> Task objective: Find where "leaf class. Output a bounding box per detection." occurs in the data below, and retype that line and every later line exactly.

> Extracted entries:
________________________________________

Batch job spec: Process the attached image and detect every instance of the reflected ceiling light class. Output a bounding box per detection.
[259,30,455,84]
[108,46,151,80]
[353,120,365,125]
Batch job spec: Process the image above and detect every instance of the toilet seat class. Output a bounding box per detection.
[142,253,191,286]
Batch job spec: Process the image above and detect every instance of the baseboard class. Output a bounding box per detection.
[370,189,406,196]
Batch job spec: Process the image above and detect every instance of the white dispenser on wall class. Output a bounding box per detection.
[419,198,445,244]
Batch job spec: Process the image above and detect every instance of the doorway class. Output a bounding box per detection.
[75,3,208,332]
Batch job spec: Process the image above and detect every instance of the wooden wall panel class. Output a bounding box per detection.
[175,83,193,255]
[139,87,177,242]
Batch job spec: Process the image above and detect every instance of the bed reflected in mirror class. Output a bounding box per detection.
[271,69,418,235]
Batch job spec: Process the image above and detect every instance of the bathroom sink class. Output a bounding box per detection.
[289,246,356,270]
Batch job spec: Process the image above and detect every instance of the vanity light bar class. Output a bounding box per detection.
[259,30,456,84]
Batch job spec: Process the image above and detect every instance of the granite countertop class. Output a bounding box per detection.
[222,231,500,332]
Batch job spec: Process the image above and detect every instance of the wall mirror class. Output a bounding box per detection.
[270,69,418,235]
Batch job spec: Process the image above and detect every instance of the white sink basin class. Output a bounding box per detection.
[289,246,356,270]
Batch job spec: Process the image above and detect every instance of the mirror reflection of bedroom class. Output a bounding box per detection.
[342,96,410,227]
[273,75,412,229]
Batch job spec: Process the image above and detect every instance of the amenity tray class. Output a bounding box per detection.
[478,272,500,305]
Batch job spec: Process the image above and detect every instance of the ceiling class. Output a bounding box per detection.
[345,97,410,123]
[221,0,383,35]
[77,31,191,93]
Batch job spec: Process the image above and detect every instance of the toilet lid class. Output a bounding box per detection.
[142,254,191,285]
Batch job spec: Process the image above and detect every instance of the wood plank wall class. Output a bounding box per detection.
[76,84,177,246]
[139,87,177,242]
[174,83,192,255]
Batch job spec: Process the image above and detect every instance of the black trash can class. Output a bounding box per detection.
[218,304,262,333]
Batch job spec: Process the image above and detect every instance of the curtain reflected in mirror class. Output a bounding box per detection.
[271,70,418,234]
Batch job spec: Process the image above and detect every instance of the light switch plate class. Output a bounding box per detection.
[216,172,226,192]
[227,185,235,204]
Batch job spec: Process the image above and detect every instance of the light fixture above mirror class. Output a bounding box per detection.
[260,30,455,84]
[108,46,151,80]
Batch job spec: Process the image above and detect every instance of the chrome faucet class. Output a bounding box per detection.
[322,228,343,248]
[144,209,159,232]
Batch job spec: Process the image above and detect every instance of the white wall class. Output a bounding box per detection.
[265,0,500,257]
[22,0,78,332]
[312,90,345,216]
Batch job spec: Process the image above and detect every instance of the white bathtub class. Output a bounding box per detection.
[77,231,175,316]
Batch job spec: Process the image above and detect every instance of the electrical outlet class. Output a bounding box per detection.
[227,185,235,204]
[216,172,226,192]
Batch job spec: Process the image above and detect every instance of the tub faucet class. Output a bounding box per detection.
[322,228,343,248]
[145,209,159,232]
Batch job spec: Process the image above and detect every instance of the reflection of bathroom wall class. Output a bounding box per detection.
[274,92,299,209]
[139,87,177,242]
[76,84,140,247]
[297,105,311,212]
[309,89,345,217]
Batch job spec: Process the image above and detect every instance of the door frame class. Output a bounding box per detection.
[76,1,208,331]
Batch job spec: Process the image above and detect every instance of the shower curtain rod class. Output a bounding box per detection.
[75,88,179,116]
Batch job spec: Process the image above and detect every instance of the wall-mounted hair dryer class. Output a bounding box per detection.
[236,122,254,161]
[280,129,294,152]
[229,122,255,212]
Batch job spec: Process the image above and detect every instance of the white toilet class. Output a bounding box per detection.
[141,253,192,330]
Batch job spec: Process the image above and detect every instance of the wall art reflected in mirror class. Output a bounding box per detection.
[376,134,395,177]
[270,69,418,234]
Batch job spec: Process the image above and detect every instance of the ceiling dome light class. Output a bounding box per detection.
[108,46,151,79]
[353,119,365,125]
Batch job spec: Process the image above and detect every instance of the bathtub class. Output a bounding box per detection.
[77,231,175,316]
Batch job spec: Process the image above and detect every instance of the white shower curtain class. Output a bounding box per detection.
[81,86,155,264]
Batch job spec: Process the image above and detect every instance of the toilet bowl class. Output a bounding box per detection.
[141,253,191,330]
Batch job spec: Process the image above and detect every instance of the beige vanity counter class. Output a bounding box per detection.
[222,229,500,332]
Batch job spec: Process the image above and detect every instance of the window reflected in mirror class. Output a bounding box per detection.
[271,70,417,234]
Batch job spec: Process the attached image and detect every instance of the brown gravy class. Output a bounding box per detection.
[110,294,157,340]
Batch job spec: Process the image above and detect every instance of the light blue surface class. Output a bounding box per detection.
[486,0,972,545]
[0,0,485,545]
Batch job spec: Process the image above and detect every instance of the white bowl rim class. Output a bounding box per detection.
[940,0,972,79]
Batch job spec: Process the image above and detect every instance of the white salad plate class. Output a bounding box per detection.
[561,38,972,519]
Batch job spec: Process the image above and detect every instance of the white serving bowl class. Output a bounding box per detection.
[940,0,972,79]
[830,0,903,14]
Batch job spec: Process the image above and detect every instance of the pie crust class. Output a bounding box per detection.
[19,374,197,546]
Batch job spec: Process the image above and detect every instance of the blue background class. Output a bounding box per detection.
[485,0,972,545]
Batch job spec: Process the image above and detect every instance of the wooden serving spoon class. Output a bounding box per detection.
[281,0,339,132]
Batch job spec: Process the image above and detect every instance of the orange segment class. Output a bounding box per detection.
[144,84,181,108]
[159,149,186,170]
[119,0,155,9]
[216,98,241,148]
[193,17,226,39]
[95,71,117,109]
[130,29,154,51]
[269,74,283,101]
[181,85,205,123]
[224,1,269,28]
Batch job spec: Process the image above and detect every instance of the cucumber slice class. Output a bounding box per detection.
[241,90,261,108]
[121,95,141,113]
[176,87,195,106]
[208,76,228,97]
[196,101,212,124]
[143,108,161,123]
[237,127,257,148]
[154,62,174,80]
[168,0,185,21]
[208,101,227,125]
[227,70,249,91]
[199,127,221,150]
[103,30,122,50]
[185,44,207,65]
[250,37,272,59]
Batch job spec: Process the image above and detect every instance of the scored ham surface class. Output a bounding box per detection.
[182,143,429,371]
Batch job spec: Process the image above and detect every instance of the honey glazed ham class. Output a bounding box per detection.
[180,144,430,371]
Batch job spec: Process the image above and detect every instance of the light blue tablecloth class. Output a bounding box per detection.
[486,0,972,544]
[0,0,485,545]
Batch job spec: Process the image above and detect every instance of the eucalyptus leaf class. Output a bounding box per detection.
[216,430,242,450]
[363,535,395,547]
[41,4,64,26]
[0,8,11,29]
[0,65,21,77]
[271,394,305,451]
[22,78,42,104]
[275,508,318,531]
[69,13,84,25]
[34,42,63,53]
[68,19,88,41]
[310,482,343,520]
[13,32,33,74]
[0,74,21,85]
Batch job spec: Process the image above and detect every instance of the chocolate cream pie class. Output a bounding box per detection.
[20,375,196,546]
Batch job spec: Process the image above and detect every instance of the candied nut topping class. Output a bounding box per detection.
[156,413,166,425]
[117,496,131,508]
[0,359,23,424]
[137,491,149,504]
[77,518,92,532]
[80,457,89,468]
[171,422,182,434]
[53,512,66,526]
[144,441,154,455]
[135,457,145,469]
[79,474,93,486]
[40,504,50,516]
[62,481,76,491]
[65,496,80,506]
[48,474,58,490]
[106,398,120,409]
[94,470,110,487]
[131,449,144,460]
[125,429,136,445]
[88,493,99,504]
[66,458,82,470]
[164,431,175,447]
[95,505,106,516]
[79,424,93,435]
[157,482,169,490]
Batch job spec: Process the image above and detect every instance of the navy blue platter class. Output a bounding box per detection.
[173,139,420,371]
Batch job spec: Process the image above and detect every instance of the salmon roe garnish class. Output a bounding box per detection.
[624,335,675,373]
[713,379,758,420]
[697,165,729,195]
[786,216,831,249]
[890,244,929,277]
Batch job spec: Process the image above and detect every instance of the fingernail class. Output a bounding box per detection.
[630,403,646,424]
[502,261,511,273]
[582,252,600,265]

________________________________________

> Exercise solution:
Batch job spec: Process the image above and detect every instance of the eucalyptus leaf class. Output a bounding box per detection.
[216,430,242,450]
[363,535,395,547]
[41,4,64,26]
[0,8,11,29]
[0,65,21,77]
[271,394,305,451]
[22,78,42,104]
[275,508,318,531]
[69,13,84,25]
[34,42,63,53]
[68,19,88,41]
[310,482,343,520]
[13,32,33,74]
[0,74,21,85]
Batch job spec: Process the image above and detect every instance of the chocolate cream pie class. Output a bounding box per detection.
[20,375,196,546]
Batch job spec: Process the image above and detect every instance of the candied nut topping class. Output a bounding box per detection.
[156,413,166,425]
[117,496,131,508]
[0,359,23,424]
[137,491,149,504]
[77,518,92,532]
[80,457,89,468]
[171,422,182,434]
[53,512,66,526]
[144,441,154,455]
[135,457,145,469]
[79,474,93,486]
[40,504,50,516]
[62,481,76,491]
[65,496,80,506]
[48,474,58,490]
[106,398,120,409]
[94,470,110,487]
[131,449,144,460]
[125,429,136,445]
[88,493,99,504]
[66,458,82,470]
[164,431,175,447]
[95,505,106,516]
[79,424,93,435]
[157,482,169,490]
Batch job spec: Process the image above and detect every instance of the navy blue platter class. Output a bounding box per detection.
[173,139,420,371]
Batch job spec: Process the image above and detect every instance of the salmon roe garnish class. Output a bounding box per detection.
[624,335,675,373]
[713,379,758,420]
[697,165,729,195]
[786,216,831,249]
[890,244,929,277]
Batch job spec: Process the image above and detect every instance of the fingernail class. Output a bounding box per detection.
[630,403,646,424]
[502,261,511,273]
[582,252,600,265]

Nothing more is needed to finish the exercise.